# 実施課題
A. よしながふみ作品の感想文のうち、「中村うさぎによると、女性漫画家の自画像は「ナルシズムの封印」だという。」から「っているのではないだろうか。」までの部分を一字一句そのまま書き写してください。
B. よしながふみ作品の感想文によれば、中村うさぎは女性漫画家の自画像を何だと述べていますか。

# 出典
★ ★ ★ ★ ★
Dangerous Charms

個人の感想です

顔のない女─よしながふみ「愛がなくても喰ってゆけます。」

よしながふみではなく「BL漫画家YながFみ」という人物を主人公にした、食べ物にまつわるエッセイとも食レポとも近況ネタとも区別し辛い短編集である。
これって「私たちは繁殖している」の「ジジ」とか、波津彬子作品の巻末に出てくる「波頭濤子」みたいなものだろうか?
でも出てくる店は各話の終わりによしながふみ本人のコメント付きで紹介されているので本物である。かいつまむと、よしながふみが行く店を「YながFみ」というキャラクターが他のキャラクターとなんやかんやしながら飲食して、その感想が結果的に食レポとなっている、というちょっと複雑な構造の漫画なのだ。

漫画家の自画像問題というのが一部であって、男性漫画家は自画像を描くと自分をそのまま描いたり、簡略化しても本人の顔かたちが分かる似顔絵になっていることが多いのだが、
女性漫画家の場合は本人と全く違うキャラクターにしてしまうことが多い。ものすごく単純化してちんちくりんにしたり、性別不明にしたり、動物にしてしまったり。
本人より可愛く描くのは一条ゆかりくらいである。
(江川達也の美形自画像は、作品ごと小林よしのりへのアンチテーゼの形になっているので当てはまらない)

で、この作品の自画像(じゃなくてYながさんか)の描き方なのだが、これがコロコロ変わるのだ。
基本ラインは「原稿やってる時は汚らしい顔のブスだが、お出かけの時はケバめの美人」となっている。
だがそのふれ幅があまりに極端なのである。
原稿中の汚い顔の時は、妙にリアルに、顔にブツブツを描きトーンで陰影まで表現してこれでもかというくらいドブスにする。体型もデブだったりする。
だがいざ食事に出かける時は、一転してケバいがかわいらしくてナイスバディの姉ちゃんに変わる。すわった目からパッチリお目々に変化もしている。
(といってもこの人、美形の描き分けができないのでどれだけのレベルなのかは分からないが)
そしてギャグ絵になった時の、あの独特なイカみたいな顔にもなる。
これ、よしながの漫画を初めて読んだ人には同じキャラクターだと理解できない可能性があるのでは…?

中村うさぎによると、女性漫画家の自画像は「ナルシズムの封印」だという。
「自分がどういう姿か」ではなく「自分をどう見ているか」を描き、他者からのナルシズムの指摘を逃れているというのだ。それを考えると、自分の姿と関係ない動物にするのも、かけはなれた単純化をするのもよく分かる。

よしながふみの場合はというと、こんな数ページのエッセイ漫画をメタフィクショナルな世界にした上こんなに本人像(もといYながさん)だけがコロコロ変化するということは、自分をどう見ているかすら定めきれないか、あるいは隠蔽を図っているのではないだろうか。
そしてそれは、本人のナルシズムがそれだけ強烈で、自分自身を棒人間に描くことすらやりたくないことの裏返しである。
それでも仕事を頼まれて、自分を登場させなくてはならない。じゃあどうするか?ということで主人公は(一応)別人を出し、性別不明のドブスとケバい姉ちゃんの両極端を行く女として表現したのだ。
★ ★ ★ ★ ★
# 利用可能なデータ
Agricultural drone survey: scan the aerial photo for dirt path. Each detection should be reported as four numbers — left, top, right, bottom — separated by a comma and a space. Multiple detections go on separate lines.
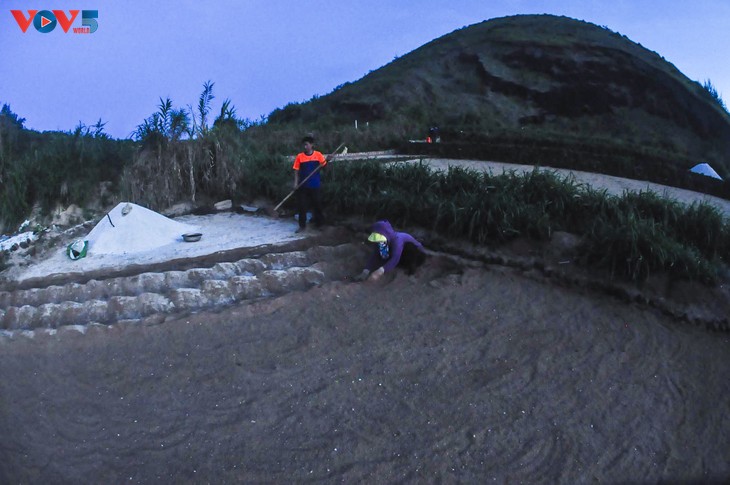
0, 251, 730, 483
0, 156, 730, 483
★ ★ ★ ★ ★
# 出力結果
A.
中村うさぎによると、女性漫画家の自画像は「ナルシズムの封印」だという。
「自分がどういう姿か」ではなく「自分をどう見ているか」を描き、他者からのナルシズムの指摘を逃れているというのだ。それを考えると、自分の姿と関係ない動物にするのも、かけはなれた単純化をするのもよく分かる。

よしながふみの場合はというと、こんな数ページのエッセイ漫画をメタフィクショナルな世界にした上こんなに本人像(もといYながさん)だけがコロコロ変化するということは、自分をどう見ているかすら定めきれないか、あるいは隠蔽を図っているのではないだろうか。

B. 「ナルシズムの封印」だと述べています。